→ Short exercise: In the text on confounding variables below, what becomes the confounding variable in the example about solving math problems alone or in groups?

So that basically is referred to as confounding variables. Let's take some examples. Now broadly when we start

remember what we were doing was we were basically going ahead with random assignment to conditions. So we are

saying we created an initial equivalence, even number participants go to watch the violent cartoons and then

their aggression will be measured. Odd number participants go to watch non-violent cartoons and then their

aggression will be measured and we are basically interested in knowing that okay, what kind of watching what kind of

cartoons is creating differences in their aggressive play. Let's say that's the framework of the example. Now when

we start with random assignment to prevent we basically hope that it will prevent the systematic differences among

the participants. Whatever confounding variables or possible confounding variables they might be

will basically be the ones that are created by the experiment itself. They will be created within the experiment

itself and they are sometimes unintentionally created by the experimental manipulation. For example,

it could be that something in the conditions in between the experimental and the control conditions is

systematically different. Okay. So the example that the book takes is say is say there is a researcher who is

interested in you know designing an experiment to study whether people in you know working in groups rather than

alone perform better on mathematics problems. Okay. Now the experimenter is very you know cautious. They have

designed a very good experimental manipulations. They are basically going to collect data.

But in their zeal and in their enthusiasm, what they did is that when participants were supposed to work on

these mathematics problems alone, they were made to work in the basement of a building with no windows you know dim

light and so on basically assisting their relative isolation. Now the participants are

working here in relative isolation and they are solving mathematical problems. And in

the experimental condition they are working in groups. Now in this time what is happening is they are working in

large groups, but in bigger rooms, larger windows, good lighting and so on. Now

while the critical manipulation is whether the participant is working alone or whether the participant is working in

a group, but there is also a systematic variation that has taken place here. Okay. You can pause and think about it,

but the idea is that if in the isolated condition they are working in a room which is systematically overall

different from when they were working in the group condition, you cannot be sure whether it is the group or isolated

manipulation that is causing the differences in the in the mathematical performance or it is

the nature of the room. So basically you can see what has happened here is that there is a systematic variation in the

conditions that has crept in. The researchers did not plan about it, but they sort of mistakenly missed this

particular manipulation. They missed that you know the conditions should be identical in both

the measurements. So if the participants were to work in isolation, they would work in the same room. If the

participants had to work in groups, they should have gone to work in the same basement kind of room. Or if they were

to work alone, they were to they were should have been made to work in the same large rooms with large windows and

if they were to work again and the next measurement is in groups, that should have been taken in the same large room

with large windows. In this case, there are two variations that are happening. One that is

accounted for which is whether the participant is working in isolation or in group and the other is the condition

of the room. The condition of the room becomes the confounding variable which may or may not have an effect. We can

sort of look at the results which may or may not have an effect on their you know mathematical performance and in that

sense has the potential to be a confounding variable, has the potential to have had some kind of mixed effect,

some kind of issue in the overall measurement. A lot of times you will see it can happen,

something like this can happen which will cloud the results of your experiment and you will not have planned

for it. In those cases we can say that the internal validity of your experiment is threatened.

(Object point labels)
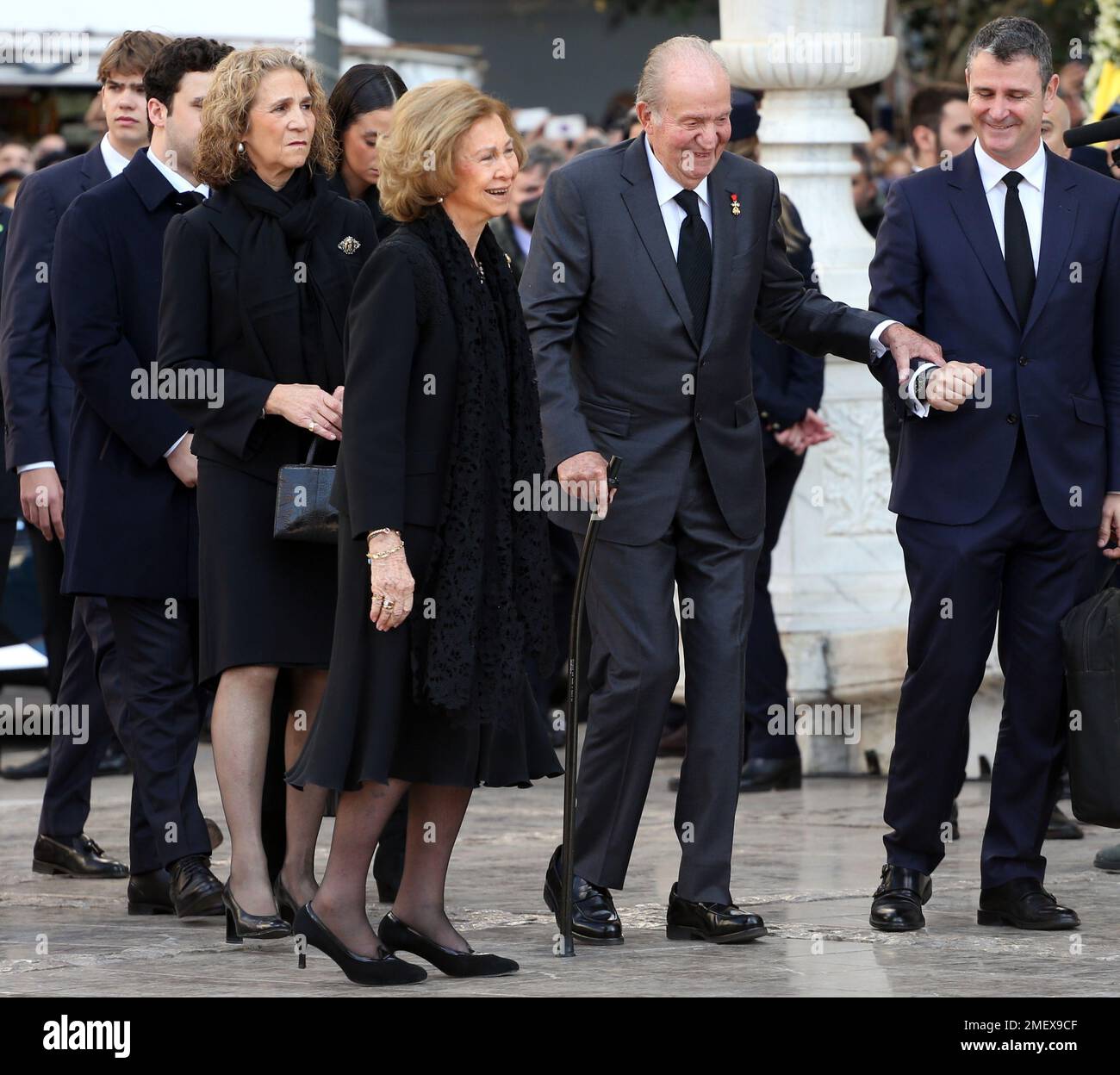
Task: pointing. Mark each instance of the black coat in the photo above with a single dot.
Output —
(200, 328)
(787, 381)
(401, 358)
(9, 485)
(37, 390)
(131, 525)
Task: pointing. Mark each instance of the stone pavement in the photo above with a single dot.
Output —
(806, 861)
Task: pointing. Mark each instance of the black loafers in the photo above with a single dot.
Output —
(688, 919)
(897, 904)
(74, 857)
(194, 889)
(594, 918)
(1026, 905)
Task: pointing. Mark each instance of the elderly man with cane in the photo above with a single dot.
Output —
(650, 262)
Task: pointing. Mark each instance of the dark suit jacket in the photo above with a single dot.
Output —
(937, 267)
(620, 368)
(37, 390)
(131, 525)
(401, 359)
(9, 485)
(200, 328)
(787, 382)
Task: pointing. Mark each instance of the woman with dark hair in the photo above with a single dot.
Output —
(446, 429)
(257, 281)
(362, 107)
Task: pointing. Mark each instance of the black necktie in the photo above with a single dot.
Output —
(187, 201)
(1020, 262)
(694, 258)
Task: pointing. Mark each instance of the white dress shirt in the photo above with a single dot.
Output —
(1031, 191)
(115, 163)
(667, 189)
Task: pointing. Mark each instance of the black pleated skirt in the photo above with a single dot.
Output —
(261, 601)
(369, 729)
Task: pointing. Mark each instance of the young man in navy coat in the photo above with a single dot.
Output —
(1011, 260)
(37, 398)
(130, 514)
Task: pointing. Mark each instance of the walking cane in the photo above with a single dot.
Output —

→ Answer to this task: The condition of the room.